- [AIM OF THE EXERCISE] Pick out each line of the records below that contains the word "light" and copy those lines.

- [SUPPLIED INFORMATION]
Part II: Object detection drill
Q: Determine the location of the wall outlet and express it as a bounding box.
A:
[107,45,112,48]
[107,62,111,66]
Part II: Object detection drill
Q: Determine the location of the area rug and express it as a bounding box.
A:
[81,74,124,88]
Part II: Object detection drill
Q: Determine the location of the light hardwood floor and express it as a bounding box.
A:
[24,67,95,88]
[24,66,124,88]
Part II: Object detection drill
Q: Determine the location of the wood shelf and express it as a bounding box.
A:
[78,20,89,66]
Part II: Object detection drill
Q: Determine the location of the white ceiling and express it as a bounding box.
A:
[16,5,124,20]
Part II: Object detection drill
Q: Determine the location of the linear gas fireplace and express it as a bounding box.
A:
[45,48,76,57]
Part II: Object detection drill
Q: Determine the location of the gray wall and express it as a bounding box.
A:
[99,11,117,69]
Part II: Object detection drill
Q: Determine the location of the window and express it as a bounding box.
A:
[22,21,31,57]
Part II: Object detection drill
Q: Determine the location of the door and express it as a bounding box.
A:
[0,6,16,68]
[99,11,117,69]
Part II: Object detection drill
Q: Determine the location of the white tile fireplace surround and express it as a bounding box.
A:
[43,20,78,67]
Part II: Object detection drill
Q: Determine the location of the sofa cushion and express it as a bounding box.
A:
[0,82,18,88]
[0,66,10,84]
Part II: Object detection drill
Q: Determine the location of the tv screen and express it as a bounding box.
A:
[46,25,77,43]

---

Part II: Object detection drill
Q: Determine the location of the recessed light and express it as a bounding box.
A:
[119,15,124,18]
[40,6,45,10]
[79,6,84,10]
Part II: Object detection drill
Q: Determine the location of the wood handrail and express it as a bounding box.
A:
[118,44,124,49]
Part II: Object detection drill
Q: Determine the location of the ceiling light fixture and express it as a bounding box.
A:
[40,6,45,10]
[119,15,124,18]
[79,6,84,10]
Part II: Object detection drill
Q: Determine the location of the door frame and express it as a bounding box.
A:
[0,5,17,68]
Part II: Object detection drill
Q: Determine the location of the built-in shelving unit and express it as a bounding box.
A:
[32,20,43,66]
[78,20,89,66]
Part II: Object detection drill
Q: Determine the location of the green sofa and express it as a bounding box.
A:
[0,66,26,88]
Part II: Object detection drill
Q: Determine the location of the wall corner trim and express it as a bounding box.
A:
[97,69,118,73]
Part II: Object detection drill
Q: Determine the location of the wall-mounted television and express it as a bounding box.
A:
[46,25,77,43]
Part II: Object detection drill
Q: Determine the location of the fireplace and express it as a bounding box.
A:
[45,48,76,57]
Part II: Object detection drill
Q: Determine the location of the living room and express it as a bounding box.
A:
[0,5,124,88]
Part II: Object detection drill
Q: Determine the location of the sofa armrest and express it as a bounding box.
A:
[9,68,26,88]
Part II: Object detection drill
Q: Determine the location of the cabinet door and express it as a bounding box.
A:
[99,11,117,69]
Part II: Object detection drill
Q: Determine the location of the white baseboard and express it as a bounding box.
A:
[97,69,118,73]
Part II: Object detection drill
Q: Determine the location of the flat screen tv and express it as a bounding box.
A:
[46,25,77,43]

- [TASK RESPONSE]
Q: Determine the location of the light hardwood floor and express it as a bounding box.
Q: Determine the location of the recessed light and express it as a bounding box.
Q: Determine the location of the ceiling light fixture and express it as a bounding box.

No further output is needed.